Task directions:
Output every line of the recorded data as a JSON list of strings, with one string per line and blank lines omitted.

=== Material to process ===

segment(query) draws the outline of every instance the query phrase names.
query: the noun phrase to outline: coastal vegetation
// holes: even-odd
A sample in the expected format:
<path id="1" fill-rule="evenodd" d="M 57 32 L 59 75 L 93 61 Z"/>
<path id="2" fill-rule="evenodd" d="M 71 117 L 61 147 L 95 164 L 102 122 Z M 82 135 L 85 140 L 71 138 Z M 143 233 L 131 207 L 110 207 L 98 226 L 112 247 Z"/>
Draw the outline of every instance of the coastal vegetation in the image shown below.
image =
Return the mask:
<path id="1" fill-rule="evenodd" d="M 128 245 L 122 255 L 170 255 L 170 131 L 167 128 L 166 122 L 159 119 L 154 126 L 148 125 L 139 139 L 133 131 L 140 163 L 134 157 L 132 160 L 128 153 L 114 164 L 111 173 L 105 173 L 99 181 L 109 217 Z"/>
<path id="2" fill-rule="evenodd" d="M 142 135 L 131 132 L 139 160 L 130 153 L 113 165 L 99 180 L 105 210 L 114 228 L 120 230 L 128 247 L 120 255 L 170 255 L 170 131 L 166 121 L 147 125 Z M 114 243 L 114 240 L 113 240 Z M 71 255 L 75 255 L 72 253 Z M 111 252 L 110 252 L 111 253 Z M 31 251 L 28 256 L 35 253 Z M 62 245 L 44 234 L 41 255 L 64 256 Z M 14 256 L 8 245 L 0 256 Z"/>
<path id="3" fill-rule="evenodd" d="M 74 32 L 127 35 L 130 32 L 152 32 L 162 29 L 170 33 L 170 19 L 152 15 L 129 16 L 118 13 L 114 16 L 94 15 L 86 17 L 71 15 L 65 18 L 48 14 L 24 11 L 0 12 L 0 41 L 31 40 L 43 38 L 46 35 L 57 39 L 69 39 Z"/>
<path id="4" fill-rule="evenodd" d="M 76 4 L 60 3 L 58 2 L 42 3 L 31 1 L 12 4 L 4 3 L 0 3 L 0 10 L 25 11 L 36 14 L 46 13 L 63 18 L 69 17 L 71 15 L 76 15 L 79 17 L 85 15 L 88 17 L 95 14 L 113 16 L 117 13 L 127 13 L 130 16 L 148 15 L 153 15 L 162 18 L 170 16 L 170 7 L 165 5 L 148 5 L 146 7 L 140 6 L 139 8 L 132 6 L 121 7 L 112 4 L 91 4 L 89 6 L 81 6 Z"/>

===

Result for this task:
[
  "segment(query) draws the outline of every instance the query phrase names.",
  "query: the noun phrase to outline: coastal vegetation",
  "// holes: even-odd",
  "A sample in the expected format:",
  "<path id=\"1\" fill-rule=\"evenodd\" d=\"M 57 32 L 59 75 L 93 61 Z\"/>",
  "<path id=\"2\" fill-rule=\"evenodd\" d=\"M 71 117 L 61 147 L 95 164 L 102 122 Z M 82 135 L 85 140 L 71 138 Z M 143 233 L 131 207 L 110 207 L 98 226 L 112 247 Z\"/>",
  "Draw the outline of every instance of the coastal vegetation in the image shown below.",
  "image =",
  "Return the mask:",
  "<path id=\"1\" fill-rule=\"evenodd\" d=\"M 128 245 L 122 255 L 170 255 L 170 131 L 167 128 L 166 122 L 159 119 L 154 126 L 148 125 L 139 139 L 133 131 L 140 163 L 134 157 L 132 160 L 128 153 L 114 164 L 111 173 L 105 173 L 99 181 L 109 217 Z\"/>",
  "<path id=\"2\" fill-rule=\"evenodd\" d=\"M 142 135 L 131 132 L 139 160 L 130 153 L 113 165 L 99 180 L 105 210 L 114 228 L 120 230 L 128 247 L 120 255 L 170 255 L 170 131 L 166 121 L 147 125 Z M 114 243 L 114 240 L 113 240 Z M 71 255 L 75 255 L 72 253 Z M 111 252 L 110 252 L 111 253 Z M 31 251 L 28 256 L 35 253 Z M 62 245 L 44 234 L 41 255 L 64 256 Z M 14 256 L 8 245 L 0 256 Z\"/>",
  "<path id=\"3\" fill-rule=\"evenodd\" d=\"M 74 32 L 127 35 L 130 32 L 152 32 L 162 29 L 170 33 L 170 19 L 152 15 L 129 16 L 118 13 L 114 16 L 94 15 L 86 17 L 71 15 L 65 18 L 48 14 L 24 11 L 0 12 L 0 41 L 31 40 L 43 38 L 46 35 L 57 39 L 69 39 Z\"/>",
  "<path id=\"4\" fill-rule=\"evenodd\" d=\"M 76 4 L 60 3 L 58 2 L 42 3 L 31 1 L 12 4 L 4 3 L 0 3 L 0 10 L 25 11 L 36 14 L 46 13 L 63 18 L 69 17 L 71 15 L 76 15 L 79 17 L 85 15 L 88 17 L 95 14 L 113 16 L 117 13 L 127 13 L 130 16 L 148 15 L 153 15 L 162 18 L 170 16 L 170 7 L 165 5 L 148 5 L 146 7 L 140 6 L 139 8 L 132 6 L 121 7 L 112 4 L 91 4 L 89 6 L 81 6 Z\"/>"
]